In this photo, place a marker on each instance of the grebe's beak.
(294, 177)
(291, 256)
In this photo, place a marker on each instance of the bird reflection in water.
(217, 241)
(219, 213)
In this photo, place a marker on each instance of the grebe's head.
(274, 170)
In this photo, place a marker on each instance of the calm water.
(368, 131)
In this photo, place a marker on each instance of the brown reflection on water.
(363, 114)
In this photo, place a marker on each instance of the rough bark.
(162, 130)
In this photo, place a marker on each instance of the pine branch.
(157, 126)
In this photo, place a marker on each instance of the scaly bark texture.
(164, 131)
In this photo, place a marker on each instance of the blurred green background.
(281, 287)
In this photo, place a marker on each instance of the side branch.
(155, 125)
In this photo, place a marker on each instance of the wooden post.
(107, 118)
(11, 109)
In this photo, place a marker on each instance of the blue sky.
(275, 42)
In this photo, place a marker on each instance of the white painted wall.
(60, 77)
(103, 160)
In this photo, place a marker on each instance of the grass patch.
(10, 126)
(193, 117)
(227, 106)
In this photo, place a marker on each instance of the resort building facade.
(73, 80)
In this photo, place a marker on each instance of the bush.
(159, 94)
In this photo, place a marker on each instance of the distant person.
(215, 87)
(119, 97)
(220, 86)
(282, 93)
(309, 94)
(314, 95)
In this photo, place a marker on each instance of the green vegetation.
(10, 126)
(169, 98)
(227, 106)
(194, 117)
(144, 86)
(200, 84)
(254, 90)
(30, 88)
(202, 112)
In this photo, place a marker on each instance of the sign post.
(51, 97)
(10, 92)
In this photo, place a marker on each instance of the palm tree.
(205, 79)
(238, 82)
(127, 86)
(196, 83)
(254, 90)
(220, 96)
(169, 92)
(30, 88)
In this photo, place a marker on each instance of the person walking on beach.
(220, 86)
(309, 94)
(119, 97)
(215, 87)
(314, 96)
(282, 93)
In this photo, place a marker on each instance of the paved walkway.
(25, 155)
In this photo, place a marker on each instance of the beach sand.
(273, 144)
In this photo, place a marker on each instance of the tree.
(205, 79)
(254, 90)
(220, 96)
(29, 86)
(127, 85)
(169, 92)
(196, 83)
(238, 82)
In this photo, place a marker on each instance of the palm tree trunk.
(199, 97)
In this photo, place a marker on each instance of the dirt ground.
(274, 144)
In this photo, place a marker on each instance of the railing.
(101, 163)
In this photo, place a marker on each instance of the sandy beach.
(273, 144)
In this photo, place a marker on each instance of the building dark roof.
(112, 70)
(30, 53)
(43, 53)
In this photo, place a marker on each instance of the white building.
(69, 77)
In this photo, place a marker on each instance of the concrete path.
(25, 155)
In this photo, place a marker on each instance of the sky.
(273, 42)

- _INSTRUCTIONS TO FOLLOW_
Every record should be given again exactly.

- _THE REPLY_
In this photo, place a marker on each instance of the grebe's beak.
(294, 177)
(291, 256)
In this photo, place a marker on each instance of the bird reflection in water.
(217, 241)
(219, 213)
In this photo, place a marker on each instance of the grebe's head.
(274, 170)
In this photo, place a marker on each instance of the calm water.
(368, 131)
In this photo, place a marker on each instance of the brown reflection on water.
(363, 114)
In this photo, place a marker on each instance of the rough bark.
(162, 130)
In this photo, place a marker on each instance of the pine branch.
(157, 126)
In this photo, place a marker on each instance of the scaly bark texture.
(164, 131)
In this photo, place a marker on each instance of the blurred green background.
(281, 287)
In this photo, place a marker on each instance of the side branch.
(155, 125)
In this photo, place a marker on each instance of the wooden post.
(107, 118)
(11, 109)
In this photo, place a marker on each instance of the blue sky.
(275, 42)
In this photo, place a marker on each instance of the white painted wall.
(60, 77)
(103, 160)
In this photo, place a marker on each instance of the grass patch.
(10, 126)
(193, 117)
(227, 106)
In this photo, place a marker on each instance of the resort building facade.
(73, 80)
In this photo, place a marker on each instance of the bush.
(159, 94)
In this photo, place a marker on each instance of the distant person.
(215, 87)
(119, 97)
(220, 86)
(282, 93)
(309, 94)
(314, 95)
In this photo, place a marker on each instance of the green vegetation.
(10, 126)
(169, 98)
(227, 106)
(194, 117)
(144, 86)
(200, 84)
(254, 90)
(30, 88)
(202, 112)
In this photo, place a marker on each instance of the sign post.
(51, 97)
(10, 92)
In this photo, place a marker on each instance of the palm tree.
(205, 79)
(238, 82)
(127, 86)
(196, 83)
(254, 90)
(220, 96)
(169, 92)
(30, 88)
In this photo, place a marker on each instance of the person walking on beach.
(220, 86)
(309, 94)
(119, 97)
(215, 87)
(314, 96)
(282, 93)
In this photo, place a marker on each instance of the paved walkway.
(25, 155)
In this photo, place a marker on each instance of the beach sand.
(273, 144)
In this photo, place a marker on each instance of the tree.
(205, 79)
(254, 90)
(220, 96)
(29, 86)
(127, 85)
(169, 92)
(196, 83)
(238, 82)
In this photo, place a marker on each instance of the palm tree trunk.
(199, 97)
In this photo, place a marker on each instance of the dirt ground.
(274, 144)
In this photo, place a marker on each instance of the railing.
(101, 163)
In this photo, place a marker on each instance of the sandy beach.
(273, 144)
In this photo, place a marker on each instance of the building dark roof.
(112, 70)
(30, 53)
(43, 53)
In this photo, place a marker on each instance of the white building.
(69, 77)
In this photo, place a marker on each instance of the concrete path.
(25, 155)
In this photo, place a marker on each instance of the sky.
(273, 42)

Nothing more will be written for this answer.